Sunday 19 November 2017

Home Truths: Cutting Mr Porky Pies down to size

(Stock image)
(Stock image)
Mark Keenan

Mark Keenan

So you've asked three local agents to estimate how much they can get for your house. You are variously told €350,000, €355,000 and €390,000.

The young live wire who provided the highest valuation persuades you that your house is easily worth it and he's the guy who can get it.

But he's being dishonest. He's telling you porkie pies. In reality, he thinks your house is worth €350,000 or less. I'll tell you why he's lying in a minute.

If two out of three doctors said you had cancer and one said you were fine, would you believe the latter because his news is better? No you wouldn't. But too many vendors are falling foul of Mr Porkie Pies of late. It's their own fault because they let their judgement get clouded by greed - that extra €40,000 could buy a new car or kitchen for the next house, couldn't it? Greed ensures you'll buck common sense and discount two out of three professional opinions.

Dataset extract:
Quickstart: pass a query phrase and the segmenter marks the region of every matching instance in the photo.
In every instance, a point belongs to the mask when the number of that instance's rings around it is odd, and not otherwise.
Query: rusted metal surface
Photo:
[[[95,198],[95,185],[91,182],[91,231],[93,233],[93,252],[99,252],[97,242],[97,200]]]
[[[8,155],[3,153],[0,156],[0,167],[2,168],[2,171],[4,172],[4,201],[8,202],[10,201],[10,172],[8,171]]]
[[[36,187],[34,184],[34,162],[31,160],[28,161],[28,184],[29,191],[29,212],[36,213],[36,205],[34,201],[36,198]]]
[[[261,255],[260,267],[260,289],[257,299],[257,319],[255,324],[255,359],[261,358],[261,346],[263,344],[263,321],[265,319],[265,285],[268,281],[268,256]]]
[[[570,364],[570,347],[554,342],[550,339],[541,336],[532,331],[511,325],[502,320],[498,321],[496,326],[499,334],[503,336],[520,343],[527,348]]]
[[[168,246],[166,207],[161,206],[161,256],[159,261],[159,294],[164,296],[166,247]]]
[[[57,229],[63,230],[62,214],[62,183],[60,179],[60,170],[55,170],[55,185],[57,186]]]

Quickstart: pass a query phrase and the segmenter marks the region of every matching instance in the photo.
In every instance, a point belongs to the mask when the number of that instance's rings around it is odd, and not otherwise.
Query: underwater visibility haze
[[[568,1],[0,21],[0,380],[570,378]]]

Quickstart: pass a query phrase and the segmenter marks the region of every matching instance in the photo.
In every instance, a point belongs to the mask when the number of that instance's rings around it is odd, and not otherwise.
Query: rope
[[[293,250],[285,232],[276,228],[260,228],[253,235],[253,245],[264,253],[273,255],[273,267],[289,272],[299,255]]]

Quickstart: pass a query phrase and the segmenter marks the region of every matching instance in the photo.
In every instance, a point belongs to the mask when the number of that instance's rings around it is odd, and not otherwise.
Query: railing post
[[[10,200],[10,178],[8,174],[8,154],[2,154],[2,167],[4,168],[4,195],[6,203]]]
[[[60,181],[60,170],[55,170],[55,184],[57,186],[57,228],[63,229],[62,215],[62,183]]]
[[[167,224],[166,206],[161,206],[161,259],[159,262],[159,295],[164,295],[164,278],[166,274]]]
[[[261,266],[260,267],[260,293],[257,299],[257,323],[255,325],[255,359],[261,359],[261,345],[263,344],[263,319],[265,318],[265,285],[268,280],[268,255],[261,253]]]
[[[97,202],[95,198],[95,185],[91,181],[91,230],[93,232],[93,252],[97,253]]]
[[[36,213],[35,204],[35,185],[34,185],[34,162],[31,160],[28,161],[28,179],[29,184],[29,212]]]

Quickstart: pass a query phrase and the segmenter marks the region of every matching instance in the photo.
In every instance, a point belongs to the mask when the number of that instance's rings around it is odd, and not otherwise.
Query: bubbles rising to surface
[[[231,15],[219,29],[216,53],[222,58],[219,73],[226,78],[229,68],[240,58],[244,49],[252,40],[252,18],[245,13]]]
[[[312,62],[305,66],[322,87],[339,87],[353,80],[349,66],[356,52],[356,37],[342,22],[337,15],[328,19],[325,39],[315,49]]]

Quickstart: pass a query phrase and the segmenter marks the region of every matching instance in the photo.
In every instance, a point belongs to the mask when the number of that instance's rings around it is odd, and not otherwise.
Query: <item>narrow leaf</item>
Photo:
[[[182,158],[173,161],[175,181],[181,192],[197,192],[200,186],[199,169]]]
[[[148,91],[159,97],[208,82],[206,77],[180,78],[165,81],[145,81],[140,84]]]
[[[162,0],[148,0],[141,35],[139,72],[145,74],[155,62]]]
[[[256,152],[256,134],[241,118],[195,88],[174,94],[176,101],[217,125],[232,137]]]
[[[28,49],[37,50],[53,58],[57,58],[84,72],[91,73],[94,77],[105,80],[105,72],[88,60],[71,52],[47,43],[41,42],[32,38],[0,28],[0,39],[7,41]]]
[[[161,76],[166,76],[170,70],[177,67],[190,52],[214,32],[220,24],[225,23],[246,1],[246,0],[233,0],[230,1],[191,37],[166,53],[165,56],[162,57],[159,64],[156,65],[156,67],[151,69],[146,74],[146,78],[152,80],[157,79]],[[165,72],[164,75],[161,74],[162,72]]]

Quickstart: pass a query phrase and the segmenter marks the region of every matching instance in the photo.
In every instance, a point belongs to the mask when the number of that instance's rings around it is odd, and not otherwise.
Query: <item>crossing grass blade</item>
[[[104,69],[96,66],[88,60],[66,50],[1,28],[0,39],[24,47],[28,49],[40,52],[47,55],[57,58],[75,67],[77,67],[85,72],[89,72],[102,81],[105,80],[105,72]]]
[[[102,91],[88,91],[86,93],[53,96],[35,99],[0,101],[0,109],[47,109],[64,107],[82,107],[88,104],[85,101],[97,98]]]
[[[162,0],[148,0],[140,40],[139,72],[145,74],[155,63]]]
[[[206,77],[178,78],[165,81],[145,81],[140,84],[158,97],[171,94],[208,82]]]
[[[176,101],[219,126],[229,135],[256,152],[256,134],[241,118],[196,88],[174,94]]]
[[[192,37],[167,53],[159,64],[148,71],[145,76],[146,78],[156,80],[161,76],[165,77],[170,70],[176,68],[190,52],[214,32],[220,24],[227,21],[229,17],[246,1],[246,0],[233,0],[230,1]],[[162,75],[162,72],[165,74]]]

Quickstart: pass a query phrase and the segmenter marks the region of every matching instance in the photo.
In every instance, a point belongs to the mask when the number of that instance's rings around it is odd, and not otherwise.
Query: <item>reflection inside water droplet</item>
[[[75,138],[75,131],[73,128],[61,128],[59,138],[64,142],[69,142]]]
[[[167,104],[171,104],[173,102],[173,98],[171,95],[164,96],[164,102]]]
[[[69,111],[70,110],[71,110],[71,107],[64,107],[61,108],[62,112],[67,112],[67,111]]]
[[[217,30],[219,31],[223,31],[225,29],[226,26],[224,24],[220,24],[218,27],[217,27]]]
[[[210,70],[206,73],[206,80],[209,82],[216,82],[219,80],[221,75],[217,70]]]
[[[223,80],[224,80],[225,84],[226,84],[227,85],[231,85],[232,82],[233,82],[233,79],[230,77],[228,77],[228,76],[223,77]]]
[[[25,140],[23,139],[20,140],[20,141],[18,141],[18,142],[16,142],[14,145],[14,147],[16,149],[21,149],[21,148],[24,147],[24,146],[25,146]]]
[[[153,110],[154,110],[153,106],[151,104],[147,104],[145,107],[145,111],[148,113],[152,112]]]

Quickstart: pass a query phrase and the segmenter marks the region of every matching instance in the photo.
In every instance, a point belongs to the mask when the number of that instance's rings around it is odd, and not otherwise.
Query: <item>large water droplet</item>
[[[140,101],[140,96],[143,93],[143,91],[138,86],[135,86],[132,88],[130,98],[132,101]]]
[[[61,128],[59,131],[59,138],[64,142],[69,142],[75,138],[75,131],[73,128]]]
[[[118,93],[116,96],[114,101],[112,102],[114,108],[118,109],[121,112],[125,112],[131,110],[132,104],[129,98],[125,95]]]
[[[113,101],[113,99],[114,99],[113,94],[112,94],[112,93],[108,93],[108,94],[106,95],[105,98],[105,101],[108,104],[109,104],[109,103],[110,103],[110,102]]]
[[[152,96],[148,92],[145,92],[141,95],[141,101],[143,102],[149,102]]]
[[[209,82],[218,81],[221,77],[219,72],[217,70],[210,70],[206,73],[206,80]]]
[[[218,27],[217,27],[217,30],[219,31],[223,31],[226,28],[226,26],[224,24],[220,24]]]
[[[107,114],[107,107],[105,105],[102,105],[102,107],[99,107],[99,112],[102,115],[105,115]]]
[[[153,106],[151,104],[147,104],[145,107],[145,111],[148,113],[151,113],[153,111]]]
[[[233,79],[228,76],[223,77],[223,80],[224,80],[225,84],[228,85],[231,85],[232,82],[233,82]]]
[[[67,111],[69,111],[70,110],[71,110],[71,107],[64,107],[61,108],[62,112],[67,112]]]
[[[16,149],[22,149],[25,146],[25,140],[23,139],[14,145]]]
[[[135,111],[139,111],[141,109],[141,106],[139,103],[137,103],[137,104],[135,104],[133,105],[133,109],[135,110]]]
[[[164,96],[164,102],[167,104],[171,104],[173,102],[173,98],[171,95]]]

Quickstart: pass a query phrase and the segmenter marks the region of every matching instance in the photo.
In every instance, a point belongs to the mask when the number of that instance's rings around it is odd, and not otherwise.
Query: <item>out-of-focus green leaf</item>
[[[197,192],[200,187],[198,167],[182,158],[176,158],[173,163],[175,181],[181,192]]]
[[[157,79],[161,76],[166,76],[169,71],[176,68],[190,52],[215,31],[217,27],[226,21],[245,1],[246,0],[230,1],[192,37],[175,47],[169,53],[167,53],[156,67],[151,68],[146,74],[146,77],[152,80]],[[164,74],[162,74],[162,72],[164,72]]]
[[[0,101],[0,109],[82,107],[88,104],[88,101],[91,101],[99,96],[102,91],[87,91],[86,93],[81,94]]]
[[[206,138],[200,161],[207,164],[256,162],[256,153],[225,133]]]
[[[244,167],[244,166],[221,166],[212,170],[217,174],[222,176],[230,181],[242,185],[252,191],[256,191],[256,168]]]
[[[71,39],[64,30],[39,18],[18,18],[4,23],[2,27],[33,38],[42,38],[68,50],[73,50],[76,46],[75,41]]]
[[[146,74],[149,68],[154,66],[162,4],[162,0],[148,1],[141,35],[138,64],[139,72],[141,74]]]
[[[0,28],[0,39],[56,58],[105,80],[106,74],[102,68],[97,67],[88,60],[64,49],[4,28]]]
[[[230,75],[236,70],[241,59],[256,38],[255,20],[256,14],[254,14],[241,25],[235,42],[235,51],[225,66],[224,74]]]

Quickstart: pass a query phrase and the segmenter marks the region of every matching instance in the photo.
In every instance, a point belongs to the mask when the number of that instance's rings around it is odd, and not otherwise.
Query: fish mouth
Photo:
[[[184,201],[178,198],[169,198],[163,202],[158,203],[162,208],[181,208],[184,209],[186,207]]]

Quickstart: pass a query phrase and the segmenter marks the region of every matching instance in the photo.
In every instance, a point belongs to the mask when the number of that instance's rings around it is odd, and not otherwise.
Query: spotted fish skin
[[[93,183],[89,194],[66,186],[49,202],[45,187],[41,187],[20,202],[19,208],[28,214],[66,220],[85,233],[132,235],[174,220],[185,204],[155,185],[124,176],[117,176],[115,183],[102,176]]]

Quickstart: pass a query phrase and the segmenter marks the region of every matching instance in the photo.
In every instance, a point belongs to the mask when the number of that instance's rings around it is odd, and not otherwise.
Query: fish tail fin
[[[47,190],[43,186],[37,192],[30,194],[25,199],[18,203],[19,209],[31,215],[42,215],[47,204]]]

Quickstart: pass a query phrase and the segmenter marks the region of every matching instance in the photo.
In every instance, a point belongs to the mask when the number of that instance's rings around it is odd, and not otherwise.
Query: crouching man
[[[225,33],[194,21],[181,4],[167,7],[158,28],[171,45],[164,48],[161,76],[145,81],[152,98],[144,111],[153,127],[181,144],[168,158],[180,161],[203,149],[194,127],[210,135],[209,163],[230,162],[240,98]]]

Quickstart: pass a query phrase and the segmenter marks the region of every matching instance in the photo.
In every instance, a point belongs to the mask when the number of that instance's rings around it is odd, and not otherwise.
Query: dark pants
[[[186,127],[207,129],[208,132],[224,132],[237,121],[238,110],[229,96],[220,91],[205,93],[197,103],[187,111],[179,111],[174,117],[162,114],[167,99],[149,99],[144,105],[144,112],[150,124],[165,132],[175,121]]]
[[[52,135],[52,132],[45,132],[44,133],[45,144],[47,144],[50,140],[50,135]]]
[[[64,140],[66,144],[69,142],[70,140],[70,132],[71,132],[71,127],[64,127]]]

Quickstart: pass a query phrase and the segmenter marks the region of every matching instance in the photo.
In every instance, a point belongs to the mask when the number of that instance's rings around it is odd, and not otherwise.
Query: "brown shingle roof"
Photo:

Exercise instructions:
Reproduce the passage of the house valuation column from "Home Truths: Cutting" up to and including "told €350,000, €355,000 and €390,000.".

Answer section:
Home Truths: Cutting Mr Porky Pies down to size

(Stock image)
(Stock image)
Mark Keenan

Mark Keenan

So you've asked three local agents to estimate how much they can get for your house. You are variously told €350,000, €355,000 and €390,000.